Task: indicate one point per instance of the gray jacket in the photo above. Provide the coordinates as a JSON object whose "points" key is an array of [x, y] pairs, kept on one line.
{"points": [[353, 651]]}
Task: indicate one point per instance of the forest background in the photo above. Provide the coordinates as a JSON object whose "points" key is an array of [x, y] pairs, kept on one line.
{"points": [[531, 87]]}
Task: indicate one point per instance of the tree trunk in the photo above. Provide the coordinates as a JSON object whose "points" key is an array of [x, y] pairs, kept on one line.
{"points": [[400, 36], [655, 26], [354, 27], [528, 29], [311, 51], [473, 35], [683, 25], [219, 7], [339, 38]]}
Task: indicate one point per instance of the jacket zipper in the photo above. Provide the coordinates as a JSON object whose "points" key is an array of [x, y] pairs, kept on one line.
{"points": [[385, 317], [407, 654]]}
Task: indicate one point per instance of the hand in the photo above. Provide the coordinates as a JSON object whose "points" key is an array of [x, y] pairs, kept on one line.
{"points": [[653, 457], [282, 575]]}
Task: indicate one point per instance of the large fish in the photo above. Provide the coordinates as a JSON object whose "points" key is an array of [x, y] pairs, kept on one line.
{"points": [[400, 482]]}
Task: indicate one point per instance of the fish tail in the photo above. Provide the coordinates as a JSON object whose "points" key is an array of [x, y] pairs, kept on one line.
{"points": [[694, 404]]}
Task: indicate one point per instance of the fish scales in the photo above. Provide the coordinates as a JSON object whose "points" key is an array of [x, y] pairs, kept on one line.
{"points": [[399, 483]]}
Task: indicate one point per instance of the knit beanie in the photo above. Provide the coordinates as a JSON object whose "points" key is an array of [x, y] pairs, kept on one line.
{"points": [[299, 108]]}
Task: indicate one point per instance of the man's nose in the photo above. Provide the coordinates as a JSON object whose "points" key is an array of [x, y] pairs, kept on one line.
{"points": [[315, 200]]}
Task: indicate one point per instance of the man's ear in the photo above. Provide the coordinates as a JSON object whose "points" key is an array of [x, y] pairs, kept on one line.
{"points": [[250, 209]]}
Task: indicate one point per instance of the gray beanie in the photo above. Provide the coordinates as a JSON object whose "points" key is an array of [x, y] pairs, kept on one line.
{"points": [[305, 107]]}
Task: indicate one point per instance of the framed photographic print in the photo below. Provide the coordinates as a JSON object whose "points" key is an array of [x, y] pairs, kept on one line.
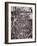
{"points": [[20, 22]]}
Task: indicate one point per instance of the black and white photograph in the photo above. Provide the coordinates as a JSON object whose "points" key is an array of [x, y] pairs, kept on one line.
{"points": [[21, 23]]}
- - - - -
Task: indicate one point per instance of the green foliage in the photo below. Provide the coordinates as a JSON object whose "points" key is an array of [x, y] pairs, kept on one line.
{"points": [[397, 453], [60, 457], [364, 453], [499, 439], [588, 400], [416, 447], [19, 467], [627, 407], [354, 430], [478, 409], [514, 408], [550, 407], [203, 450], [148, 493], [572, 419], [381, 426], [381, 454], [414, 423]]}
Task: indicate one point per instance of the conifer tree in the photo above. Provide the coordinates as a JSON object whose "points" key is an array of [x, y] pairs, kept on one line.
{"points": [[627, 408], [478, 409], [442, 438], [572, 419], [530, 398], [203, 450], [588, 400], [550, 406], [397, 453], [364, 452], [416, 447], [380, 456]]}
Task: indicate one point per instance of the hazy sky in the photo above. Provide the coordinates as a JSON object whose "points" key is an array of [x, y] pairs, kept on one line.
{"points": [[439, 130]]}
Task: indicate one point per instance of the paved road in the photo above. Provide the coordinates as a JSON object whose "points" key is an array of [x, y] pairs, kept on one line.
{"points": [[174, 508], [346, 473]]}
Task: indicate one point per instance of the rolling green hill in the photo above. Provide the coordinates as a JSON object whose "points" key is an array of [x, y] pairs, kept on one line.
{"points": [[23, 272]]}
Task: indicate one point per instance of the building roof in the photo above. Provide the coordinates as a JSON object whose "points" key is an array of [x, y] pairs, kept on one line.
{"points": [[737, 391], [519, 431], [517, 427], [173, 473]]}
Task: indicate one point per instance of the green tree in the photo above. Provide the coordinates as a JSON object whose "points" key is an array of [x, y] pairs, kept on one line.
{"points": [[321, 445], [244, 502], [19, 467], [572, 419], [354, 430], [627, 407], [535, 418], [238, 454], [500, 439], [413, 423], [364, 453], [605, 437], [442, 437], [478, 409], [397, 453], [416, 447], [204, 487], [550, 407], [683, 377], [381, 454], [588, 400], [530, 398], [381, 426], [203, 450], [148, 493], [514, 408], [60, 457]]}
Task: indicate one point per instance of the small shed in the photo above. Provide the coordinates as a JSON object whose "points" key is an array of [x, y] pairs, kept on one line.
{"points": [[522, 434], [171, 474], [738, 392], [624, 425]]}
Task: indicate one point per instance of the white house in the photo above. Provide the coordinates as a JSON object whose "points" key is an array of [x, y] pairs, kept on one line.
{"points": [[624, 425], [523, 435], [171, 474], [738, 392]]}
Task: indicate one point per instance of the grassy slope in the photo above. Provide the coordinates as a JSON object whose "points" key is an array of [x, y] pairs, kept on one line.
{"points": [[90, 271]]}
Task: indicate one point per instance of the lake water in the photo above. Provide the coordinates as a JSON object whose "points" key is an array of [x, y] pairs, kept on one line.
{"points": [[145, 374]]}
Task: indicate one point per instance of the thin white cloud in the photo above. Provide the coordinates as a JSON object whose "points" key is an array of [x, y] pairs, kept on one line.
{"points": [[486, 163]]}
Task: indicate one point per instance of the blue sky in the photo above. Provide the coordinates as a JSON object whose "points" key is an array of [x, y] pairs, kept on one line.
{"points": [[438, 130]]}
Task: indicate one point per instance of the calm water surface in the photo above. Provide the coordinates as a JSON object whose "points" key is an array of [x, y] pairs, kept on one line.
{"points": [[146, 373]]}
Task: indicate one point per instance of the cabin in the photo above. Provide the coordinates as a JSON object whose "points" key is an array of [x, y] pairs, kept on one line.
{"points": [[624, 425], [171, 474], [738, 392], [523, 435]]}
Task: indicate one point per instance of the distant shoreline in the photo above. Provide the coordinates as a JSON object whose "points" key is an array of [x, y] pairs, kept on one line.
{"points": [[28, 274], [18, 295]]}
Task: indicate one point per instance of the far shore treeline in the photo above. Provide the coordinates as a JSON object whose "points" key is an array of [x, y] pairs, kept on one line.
- - - - -
— WHAT IS NEEDED —
Identify each row above that contains the word "green", and copy every such row in full.

— ANSWER TO THE TASK —
Task: indicate one point per instance of the green foliage in the photo below. Provide the coordinates as a JSON object whose "points" key is an array of [x, y] pairs, kept on one line.
Task: indicate one point per instance of the rolling green hill in the photo above. Provide the coordinates as a JSON object whose "points" key is an array of [x, y] pairs, kept on one line.
Task: indicate one point per instance of the green tree in the photo above. Provide the coordinates as a JSON object whose "points" key is an array of [x, y] pairs, kept on one line.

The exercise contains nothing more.